* About this exercise
Reproduce the material below line for line, changing nothing.

* Available records
* * * * * * * * *

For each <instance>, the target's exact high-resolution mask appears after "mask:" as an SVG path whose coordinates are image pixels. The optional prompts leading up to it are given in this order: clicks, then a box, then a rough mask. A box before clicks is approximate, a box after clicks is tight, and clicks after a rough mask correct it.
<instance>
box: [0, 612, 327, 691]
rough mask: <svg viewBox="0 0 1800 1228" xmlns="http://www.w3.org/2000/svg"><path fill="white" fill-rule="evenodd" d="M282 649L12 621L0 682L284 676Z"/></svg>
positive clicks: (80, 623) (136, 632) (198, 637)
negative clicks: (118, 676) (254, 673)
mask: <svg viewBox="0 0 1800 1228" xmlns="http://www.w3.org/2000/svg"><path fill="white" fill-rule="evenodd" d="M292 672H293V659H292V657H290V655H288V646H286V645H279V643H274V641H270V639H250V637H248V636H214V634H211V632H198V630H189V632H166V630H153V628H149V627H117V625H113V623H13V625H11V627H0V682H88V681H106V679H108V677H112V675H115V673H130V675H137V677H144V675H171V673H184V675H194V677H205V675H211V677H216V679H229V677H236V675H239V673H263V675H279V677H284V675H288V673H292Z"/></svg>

* * * * * * * * *

* Output below
For each <instance>, the target's exact high-resolution mask appears after "mask:" as an SVG path whose coordinates are image pixels. The optional prompts leading up to it are given in this order: clicks, then a box, then a rough mask. A box before clicks is approximate, a box after clicks is tight, and clicks after a rough mask correct it.
<instance>
box: [0, 612, 327, 691]
rough mask: <svg viewBox="0 0 1800 1228" xmlns="http://www.w3.org/2000/svg"><path fill="white" fill-rule="evenodd" d="M282 649L12 621L0 682L284 676Z"/></svg>
positive clicks: (80, 623) (136, 632) (198, 637)
negative clicks: (118, 676) (254, 673)
mask: <svg viewBox="0 0 1800 1228" xmlns="http://www.w3.org/2000/svg"><path fill="white" fill-rule="evenodd" d="M292 672H293V659H292V657H290V655H288V646H286V645H279V643H274V641H270V639H250V637H248V636H214V634H211V632H198V630H189V632H166V630H153V628H149V627H117V625H113V623H13V625H11V627H0V682H88V681H106V679H108V677H112V675H115V673H130V675H137V677H144V675H171V673H184V675H194V677H205V675H211V677H216V679H229V677H236V675H239V673H263V675H279V677H284V675H288V673H292Z"/></svg>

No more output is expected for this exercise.